### PROBLEM TO SOLVE
Copy each entry as it stands, leaving nothing out.

---------------

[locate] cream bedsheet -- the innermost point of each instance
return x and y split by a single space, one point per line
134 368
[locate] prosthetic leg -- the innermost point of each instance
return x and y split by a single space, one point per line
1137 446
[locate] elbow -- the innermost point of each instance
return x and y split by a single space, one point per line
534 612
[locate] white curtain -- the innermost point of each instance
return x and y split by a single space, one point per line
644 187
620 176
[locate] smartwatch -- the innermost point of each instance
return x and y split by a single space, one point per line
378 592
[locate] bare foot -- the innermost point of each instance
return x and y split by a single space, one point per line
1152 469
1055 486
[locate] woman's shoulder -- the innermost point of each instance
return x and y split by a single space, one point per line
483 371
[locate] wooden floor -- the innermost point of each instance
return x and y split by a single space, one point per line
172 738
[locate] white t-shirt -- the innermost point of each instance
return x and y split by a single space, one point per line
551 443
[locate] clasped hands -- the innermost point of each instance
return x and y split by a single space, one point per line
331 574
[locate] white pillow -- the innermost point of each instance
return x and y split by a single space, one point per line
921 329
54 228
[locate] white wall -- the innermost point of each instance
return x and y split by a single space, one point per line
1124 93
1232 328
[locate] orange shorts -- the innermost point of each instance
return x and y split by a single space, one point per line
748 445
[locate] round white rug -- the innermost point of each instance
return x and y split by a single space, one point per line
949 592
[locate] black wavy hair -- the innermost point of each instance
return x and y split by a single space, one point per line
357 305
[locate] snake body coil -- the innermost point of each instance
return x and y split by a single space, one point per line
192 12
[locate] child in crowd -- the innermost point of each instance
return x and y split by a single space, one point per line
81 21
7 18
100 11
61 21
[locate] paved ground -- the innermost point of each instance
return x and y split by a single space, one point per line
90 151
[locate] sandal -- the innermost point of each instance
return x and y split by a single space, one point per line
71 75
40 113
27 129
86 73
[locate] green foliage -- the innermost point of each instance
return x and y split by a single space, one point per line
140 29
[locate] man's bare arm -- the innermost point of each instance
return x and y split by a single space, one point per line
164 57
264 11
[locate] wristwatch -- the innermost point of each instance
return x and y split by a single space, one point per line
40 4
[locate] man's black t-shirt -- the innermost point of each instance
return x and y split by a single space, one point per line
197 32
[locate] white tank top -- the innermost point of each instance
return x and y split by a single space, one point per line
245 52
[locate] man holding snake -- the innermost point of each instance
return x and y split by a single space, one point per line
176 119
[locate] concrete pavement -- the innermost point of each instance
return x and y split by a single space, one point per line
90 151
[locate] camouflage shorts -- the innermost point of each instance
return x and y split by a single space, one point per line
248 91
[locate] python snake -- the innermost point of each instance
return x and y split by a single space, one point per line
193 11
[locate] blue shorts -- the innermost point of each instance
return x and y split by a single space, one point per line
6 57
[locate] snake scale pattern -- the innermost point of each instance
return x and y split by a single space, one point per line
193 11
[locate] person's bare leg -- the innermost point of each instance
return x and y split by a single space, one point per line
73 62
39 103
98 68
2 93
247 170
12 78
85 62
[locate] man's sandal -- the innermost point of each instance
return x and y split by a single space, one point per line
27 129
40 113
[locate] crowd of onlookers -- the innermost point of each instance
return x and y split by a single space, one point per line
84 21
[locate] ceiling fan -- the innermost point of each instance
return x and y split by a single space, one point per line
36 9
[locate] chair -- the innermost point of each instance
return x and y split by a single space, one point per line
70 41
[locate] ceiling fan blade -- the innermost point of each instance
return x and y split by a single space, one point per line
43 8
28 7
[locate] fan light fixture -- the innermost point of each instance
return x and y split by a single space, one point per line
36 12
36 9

---------------

### TASK RESPONSE
[locate] cream bedsheet -- the innermost point of each instance
return x and y split by a single space, one point per line
134 368
[locate] prosthetic leg -- the innermost point of each instance
return x and y split by a single space, one point per line
1137 446
[locate] elbow -- the innermost point of each instance
return x and y split by a single space, one point per line
534 612
[locate] white curtain -- the innermost point of each instance
return x and y split by a single space, one point per line
644 187
620 176
[locate] smartwatch -- the innermost point of each instance
return x and y split by a single space, one point per line
378 592
[locate] bare foot -- the innermost point of each instance
return x and y split by a single space, one point per line
1152 469
1055 486
[locate] woman's shoulder -- the innermost point of each instance
return x and y split by a single space, one point per line
483 371
[locate] wooden floor -- the innermost point of each instance
return x and y split by a single space, one point per line
172 738
[locate] white t-shirt -- the innermost point of each instance
return x and y split by a single space, one point per line
551 443
[locate] clasped hands -- the innermost point of each instance
return x and y split by a single space, one point per line
331 574
[locate] white pillow -- the innermost point of each instance
return x and y split by a single space, one point per line
921 329
54 228
[locate] white wall -- the innermost point of each instance
return x and y split by a single space, one point per line
1124 93
1232 328
[locate] orange shorts -- the innermost point of each instance
return x and y split by a single space, one point per line
748 445
[locate] round white rug -- the innermost point of each instance
return x and y split by a single space, one point per line
949 592
[locate] black wavy hair -- the innermost point of each instance
return x and y split by a single space, one point per line
357 305
[locate] snake body coil -- the innermost point of each instance
return x and y split by a single space, one point per line
192 12
[locate] child in crowd -- the innermost point of each instance
return x and y split by a single space, one point per line
81 21
7 18
100 11
61 21
[locate] paved ground -- the innermost point of each instance
return x and y split by a single space, one point per line
90 151
[locate] sandal -- the innermost point of each instance
return x and y split by a single space, one point per line
71 75
40 113
27 129
86 73
[locate] green foliage -- the innermost point of each instance
return x and y split by a single space, one point per line
140 29
[locate] man's bare arm -- the innermost point of each instance
return x and y split by a single space, one point per line
164 57
264 11
[locate] wristwatch -- the innermost point of each instance
return x and y split by a single space, one point per line
40 4
[locate] man's black t-shirt -- the innermost point of each instance
return x and y split by a single space, one point per line
197 32
[locate] white tank top -- the innermost point of each instance
return x and y split by a single space, one point per line
245 52
[locate] man holding snake -- the innermost point of each instance
return x and y split by a single space, one point per line
176 119
[locate] concrete pavement -- the innermost point of each instance
return x and y split by a single space, one point per line
90 151
[locate] camouflage shorts -- the innermost point of each instance
return x and y split by a single space, one point per line
248 91
[locate] python snake -- the innermost point of each instance
return x and y split by a single space, one point per line
193 11
[locate] blue shorts -- the innermost point of each instance
return x and y split by a single space, one point per line
6 57
[locate] snake scale pattern -- the innermost point of each instance
return x and y split by a single space, one point per line
193 11
[locate] person's bare leg -- the innermost point of each instance
return x and y split by a single space, one point per line
73 62
39 103
98 68
2 93
247 170
12 78
85 62
[locate] man's sandal -- the innermost point of each instance
return x and y split by a single space, one point per line
27 129
40 113
[locate] crowd of onlookers -- the innermost point of each instance
return x and y split by a single space, one point per line
84 21
[locate] ceiling fan -- the innermost point of each instance
return x and y split by a single space, one point per line
36 9
[locate] chair -- the innermost point of each instance
return x and y split by a single space, one point per line
70 41
[locate] ceiling fan blade -- the innermost point of each instance
return x and y split by a single space, one point per line
43 8
28 7
[locate] fan light fixture -- the innermost point of each instance
return x and y split by a single space, one point per line
36 12
36 9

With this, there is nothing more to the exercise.